======== Provided text
As the most widely used manufactured material on the planet, it’s perhaps no surprise concrete production comes with a huge environmental cost – cement production alone generates around 2.5 billion tonnes of carbon dioxide (Co2) per year – around 8% of global emissions (Nature, 2021).
As global efforts to reduce the carbon footprint of cement continues, scientists and researchers at Cardiff University are using META, Wales’ national marine energy test facility, to better understand how low-carbon concrete performs in a marine environment.
A team from the university recently installed several low-carbon concrete samples at the META Quayside site. They plan to monitor the samples to investigate their durability in intertidal marine environments, as well as their feasibility for use in tidal lagoon schemes.
The samples, which weigh around one tonne, are made with recycled materials and industrial byproducts. They include integrated humidity, strength, and temperature sensors to specifically monitor early hydration.
Wales has the second largest tidal range in the world, offering the potential to generate substantial amounts of predictable, reliable, and renewable power through tidal lagoons. The successful production of low-carbon concrete could present a huge opportunity to reduce the Co2 emissions associated with the construction of future tidal lagoons here in Wales, and globally.
================
======== Source excerpt
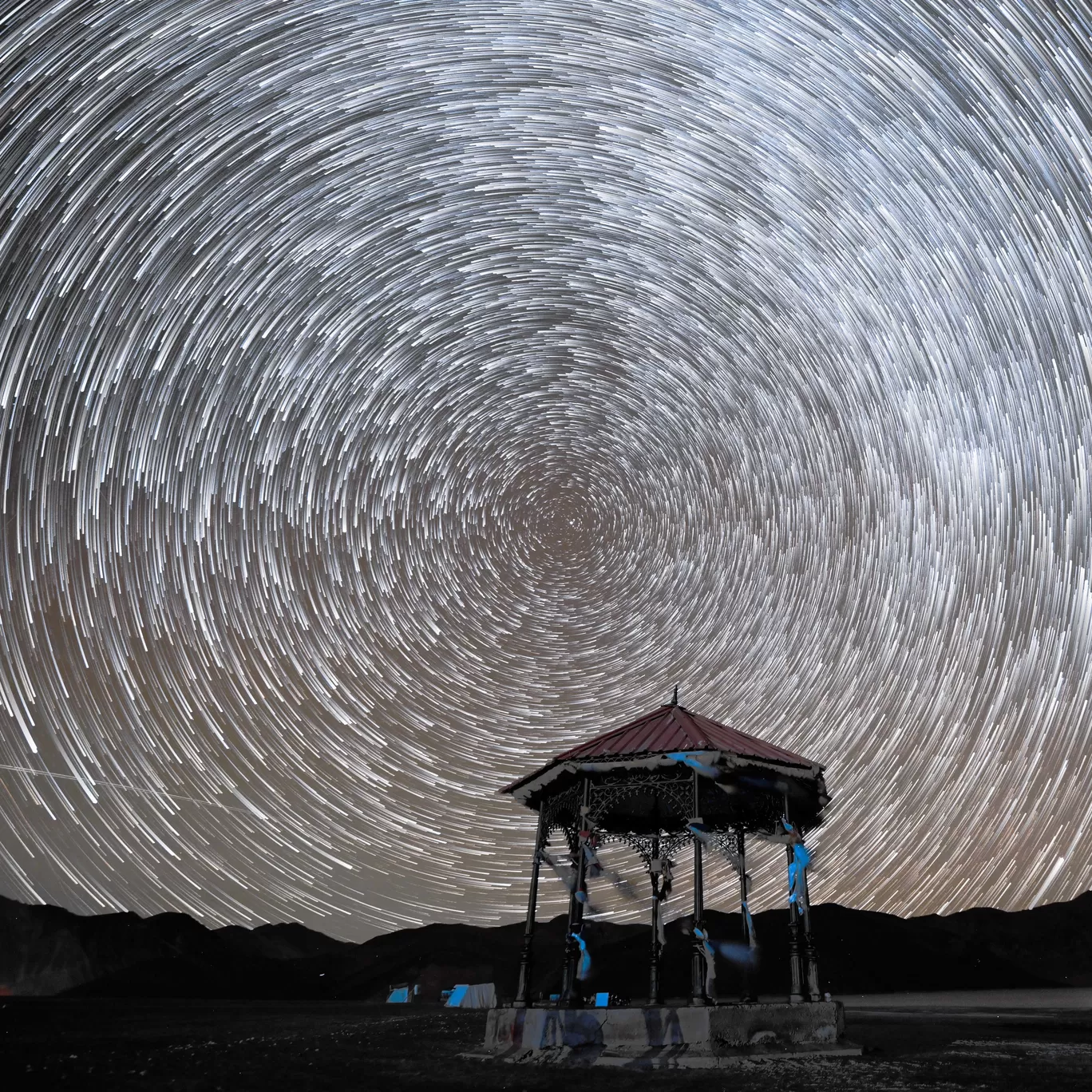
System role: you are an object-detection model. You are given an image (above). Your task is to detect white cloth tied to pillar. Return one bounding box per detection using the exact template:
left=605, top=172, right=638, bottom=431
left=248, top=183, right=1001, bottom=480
================
(What you are asked to do) Decide whether each statement agrees with the passage on low-carbon concrete, answering yes or no and quoting the passage's deciding words. 1. The concrete samples weigh about ten tonnes. 2. Cement production accounts for roughly 8% of global emissions. 3. The samples were installed at the META Quayside site. The listing has nothing to do with the passage on low-carbon concrete.

(In response)
1. No: "The samples, which weigh around one tonne"
2. Yes: "around 8% of global emissions"
3. Yes: "installed several low-carbon concrete samples at the META Quayside site"